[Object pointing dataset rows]
....

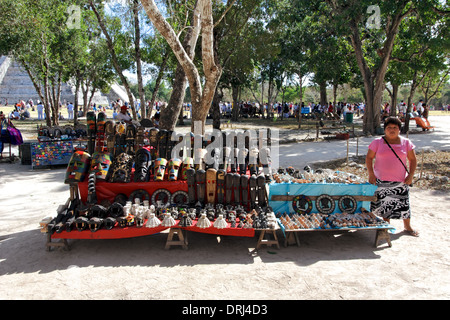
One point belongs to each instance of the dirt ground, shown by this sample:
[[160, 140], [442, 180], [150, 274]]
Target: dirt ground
[[326, 265]]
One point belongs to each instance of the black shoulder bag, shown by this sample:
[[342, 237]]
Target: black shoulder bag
[[397, 157]]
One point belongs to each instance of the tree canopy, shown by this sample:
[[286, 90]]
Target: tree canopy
[[264, 46]]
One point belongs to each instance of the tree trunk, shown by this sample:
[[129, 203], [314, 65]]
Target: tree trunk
[[216, 108], [374, 79], [323, 93], [334, 95], [235, 109], [137, 50], [77, 88], [201, 97], [414, 86], [169, 115], [114, 59], [158, 80], [394, 96]]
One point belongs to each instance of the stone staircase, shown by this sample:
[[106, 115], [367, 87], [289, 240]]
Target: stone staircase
[[16, 85]]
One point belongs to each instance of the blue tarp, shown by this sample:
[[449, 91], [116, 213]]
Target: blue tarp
[[317, 189]]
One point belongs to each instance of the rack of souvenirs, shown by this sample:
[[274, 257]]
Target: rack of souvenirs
[[127, 180], [61, 133], [131, 181]]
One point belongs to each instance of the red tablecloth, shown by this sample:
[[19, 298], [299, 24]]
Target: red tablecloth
[[109, 190], [133, 231], [115, 233]]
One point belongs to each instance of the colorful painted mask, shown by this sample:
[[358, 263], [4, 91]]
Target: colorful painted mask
[[188, 163], [121, 168], [100, 164], [153, 141], [141, 165], [174, 167], [160, 169], [78, 167], [101, 120]]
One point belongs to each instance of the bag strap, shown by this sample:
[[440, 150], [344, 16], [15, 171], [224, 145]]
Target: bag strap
[[396, 154]]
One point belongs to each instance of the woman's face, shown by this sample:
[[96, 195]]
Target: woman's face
[[392, 131]]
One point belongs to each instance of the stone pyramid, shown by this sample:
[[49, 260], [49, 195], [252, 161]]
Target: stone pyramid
[[16, 85]]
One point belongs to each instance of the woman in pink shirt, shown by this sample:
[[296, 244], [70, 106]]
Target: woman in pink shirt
[[391, 175]]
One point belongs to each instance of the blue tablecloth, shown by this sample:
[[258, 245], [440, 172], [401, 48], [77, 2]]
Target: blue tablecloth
[[317, 189]]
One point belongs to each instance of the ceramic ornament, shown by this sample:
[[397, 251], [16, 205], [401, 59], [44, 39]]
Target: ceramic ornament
[[203, 222], [152, 221], [168, 221], [220, 222]]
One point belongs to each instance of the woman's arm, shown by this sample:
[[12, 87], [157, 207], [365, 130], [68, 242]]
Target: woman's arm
[[412, 166], [369, 164]]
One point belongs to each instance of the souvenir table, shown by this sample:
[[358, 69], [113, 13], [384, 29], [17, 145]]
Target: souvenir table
[[284, 198], [127, 184]]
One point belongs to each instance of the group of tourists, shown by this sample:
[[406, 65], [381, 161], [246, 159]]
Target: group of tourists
[[249, 109]]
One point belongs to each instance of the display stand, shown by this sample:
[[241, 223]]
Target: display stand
[[182, 240], [51, 153], [382, 234], [263, 240]]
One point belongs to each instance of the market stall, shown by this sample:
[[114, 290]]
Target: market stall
[[134, 180]]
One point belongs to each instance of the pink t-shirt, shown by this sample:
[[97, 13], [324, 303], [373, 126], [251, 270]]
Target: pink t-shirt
[[387, 167]]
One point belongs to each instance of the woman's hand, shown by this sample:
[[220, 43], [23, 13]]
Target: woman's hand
[[408, 179], [372, 178]]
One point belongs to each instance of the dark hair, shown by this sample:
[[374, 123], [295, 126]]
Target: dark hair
[[392, 120]]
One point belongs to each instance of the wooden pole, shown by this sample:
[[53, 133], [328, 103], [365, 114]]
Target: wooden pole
[[347, 150], [357, 145]]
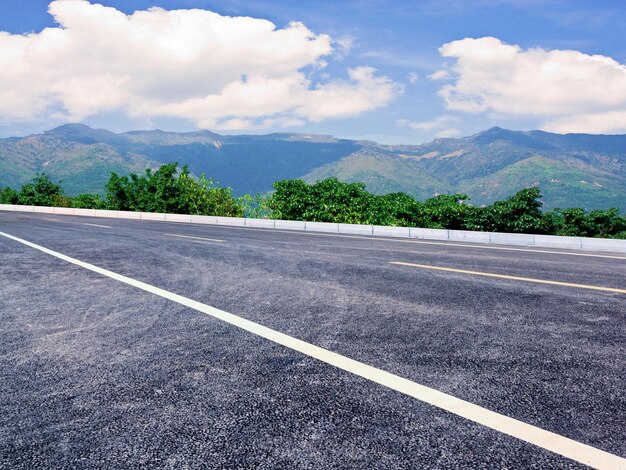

....

-- EXERCISE BRIEF --
Reproduce every row above word for word, leaving the pictures out.

-- TASK SOLUTION --
One point belongs to each instance of the dirt ground, shown by this sample:
[[160, 140], [442, 180], [150, 274]]
Target: dirt ground
[[326, 265]]
One point belongs to each instance of the black shoulder bag, shown by this sample:
[[342, 237]]
Target: black shoulder bag
[[397, 157]]
One point belongs to each instance of the tree canopy, shown by this sample:
[[286, 90]]
Target: tree canopy
[[264, 46]]
One point belongs to each instance of the tree trunk, shown by this sample:
[[129, 203], [314, 65]]
Target: tree trunk
[[216, 108], [374, 79], [323, 93], [334, 95], [235, 109], [137, 50], [77, 88], [201, 97], [414, 86], [169, 115], [114, 59], [158, 80], [394, 96]]
One point belongs to each instance of the stone staircase, shown by this sample:
[[106, 115], [367, 87], [289, 240]]
Target: stone staircase
[[16, 85]]
One point belongs to each instance of the blue tarp, shown by this sample:
[[449, 91], [116, 213]]
Target: blue tarp
[[317, 189]]
One point belongs to each instance of the rack of souvenirs, shown by this sample:
[[274, 257]]
Target: rack of souvenirs
[[127, 180], [61, 133], [131, 181]]
One point belongs to each instance of the red tablecloth, shown by this sample:
[[19, 298], [299, 24]]
Target: red tablecloth
[[109, 190], [133, 231], [115, 233]]
One point belongs to each instance of the colorful painted mask, shown by this sample:
[[358, 263], [4, 91]]
Target: colorful painted mask
[[188, 163], [121, 168], [100, 164], [153, 141], [141, 165], [174, 167], [160, 169], [78, 167], [101, 120]]
One point belongs to each instance of the bag strap, shown by this sample:
[[440, 150], [344, 16], [15, 171], [224, 145]]
Target: bag strap
[[396, 154]]
One point belongs to each instance of the woman's face, shown by this sample:
[[96, 195]]
Target: woman's face
[[392, 131]]
One point belongs to each instance of the stone pyramid, shown by this sample:
[[49, 260], [49, 195], [252, 161]]
Target: stone pyramid
[[16, 85]]
One point belongs to each instance of the woman in pink shirt, shown by this sample:
[[296, 244], [70, 106]]
Target: woman in pink shirt
[[391, 175]]
One point belongs to each instance of the blue tablecloth, shown by this sample:
[[258, 245], [440, 172], [401, 48], [77, 2]]
Target: blue tablecloth
[[317, 189]]
One point belongs to each instance of the ceramic ornament, shown by this sample:
[[397, 251], [16, 205], [401, 59], [44, 39]]
Target: ceramic ornament
[[203, 222], [152, 221], [168, 221], [220, 222]]
One point belongs to each instance of the woman's arm, shown by this sample:
[[12, 87], [157, 207], [365, 130], [68, 242]]
Target: woman's arm
[[412, 166], [369, 164]]
One point belongs to each instance of the souvenir table, shown by this sample:
[[358, 69], [113, 13], [384, 29], [17, 145]]
Target: souvenir table
[[284, 198], [127, 184]]
One point belongs to each instance of the group of tourists, shown by this sample:
[[406, 65], [381, 161], [246, 159]]
Target: group of tourists
[[249, 109]]
One point belongs to each instance of the display stand, shown by this sample:
[[241, 223]]
Target: display stand
[[182, 240], [51, 153], [382, 234], [263, 240]]
One point belongs to each instance of the market stall, shown by this sample:
[[114, 290]]
Target: market stall
[[134, 180]]
One point belongs to each instance of the pink t-shirt, shown by this sample:
[[97, 13], [324, 303], [373, 126], [251, 270]]
Target: pink t-shirt
[[387, 167]]
One point belongs to each instance of the woman's hand, shown by this sample:
[[220, 43], [23, 13]]
Target: woman's hand
[[408, 179], [372, 178]]
One point belongs to each instance of the dark hair, shown by this sample:
[[374, 123], [295, 126]]
Target: dark hair
[[392, 120]]
One point belongs to each instance of the wooden pole, shown by this sample:
[[53, 133], [328, 103], [365, 114]]
Target: wooden pole
[[347, 150], [357, 145]]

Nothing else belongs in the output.